### WORK TO DO
Copy every item below word for word, keeping each line unchanged and in its original order.

### DATASET
========================================

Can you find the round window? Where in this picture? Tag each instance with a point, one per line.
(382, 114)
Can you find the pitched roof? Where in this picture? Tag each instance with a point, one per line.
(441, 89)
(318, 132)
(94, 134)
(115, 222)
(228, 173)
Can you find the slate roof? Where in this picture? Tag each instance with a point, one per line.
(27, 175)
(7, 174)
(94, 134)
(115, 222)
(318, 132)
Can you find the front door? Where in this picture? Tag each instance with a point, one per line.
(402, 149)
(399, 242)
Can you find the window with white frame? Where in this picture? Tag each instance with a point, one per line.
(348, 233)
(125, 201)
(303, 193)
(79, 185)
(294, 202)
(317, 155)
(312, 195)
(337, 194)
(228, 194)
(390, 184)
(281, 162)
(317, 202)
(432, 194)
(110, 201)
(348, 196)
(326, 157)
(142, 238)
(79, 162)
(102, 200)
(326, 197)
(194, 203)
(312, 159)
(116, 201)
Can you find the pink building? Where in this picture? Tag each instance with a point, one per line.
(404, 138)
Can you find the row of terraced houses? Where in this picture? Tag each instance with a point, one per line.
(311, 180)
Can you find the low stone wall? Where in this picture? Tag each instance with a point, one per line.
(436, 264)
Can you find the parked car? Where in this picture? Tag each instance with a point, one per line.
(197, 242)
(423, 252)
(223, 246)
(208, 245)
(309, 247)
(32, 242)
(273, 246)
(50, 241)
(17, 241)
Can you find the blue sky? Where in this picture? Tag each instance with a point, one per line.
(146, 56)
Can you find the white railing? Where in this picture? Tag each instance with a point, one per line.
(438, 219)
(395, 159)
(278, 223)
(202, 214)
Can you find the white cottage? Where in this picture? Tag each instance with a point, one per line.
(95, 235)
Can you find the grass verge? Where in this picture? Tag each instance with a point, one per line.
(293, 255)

========================================

### RESPONSE TO THE TASK
Can you find the round window? Where in this picture? Tag each instance with a point, one per line.
(382, 114)
Can you find the pitched roof? Where in this picture? Tag each instance with a point, one per line.
(441, 89)
(318, 132)
(94, 134)
(115, 222)
(228, 173)
Can you find the slate roof? Where in this picture? Tag each instance with a point, one per line.
(27, 175)
(7, 174)
(94, 134)
(115, 222)
(318, 132)
Can you find the front door? Where in this picture? Tag each instance with a point, one per line.
(402, 149)
(399, 242)
Can you find the window with white frame? Where in this picture? Tag each instance with a point, one per line.
(348, 233)
(125, 201)
(303, 193)
(79, 185)
(294, 202)
(317, 155)
(312, 195)
(337, 194)
(228, 194)
(390, 184)
(281, 162)
(317, 202)
(432, 194)
(110, 201)
(348, 196)
(326, 157)
(142, 238)
(79, 162)
(102, 200)
(326, 197)
(194, 203)
(312, 159)
(116, 201)
Can you find the pink building? Where in this picture? Tag each instance with a point, one per line.
(404, 138)
Can you find the row of terraced houses? Where in this picture? Tag each instance with a point, one per line.
(311, 180)
Can you find the low stone wall? Where in this picture? Tag each instance with a point, one per line.
(436, 264)
Can you find the parked car? Where in this picture? Tag each instance with a point, one per line.
(197, 242)
(423, 252)
(223, 246)
(208, 245)
(309, 247)
(32, 242)
(273, 246)
(50, 241)
(17, 241)
Can you find the blue sky? Where in this picture? Tag each instance with a point, one per line.
(146, 56)
Can you find the white railing? Where in this picture? Tag each instance with a point, one per line.
(438, 219)
(395, 159)
(278, 223)
(202, 214)
Can you find the white cottage? Where in this picture? Tag each instance with a point, one per line.
(95, 235)
Can you find the grass verge? Where in this picture? Tag each instance with a point, one per line.
(293, 255)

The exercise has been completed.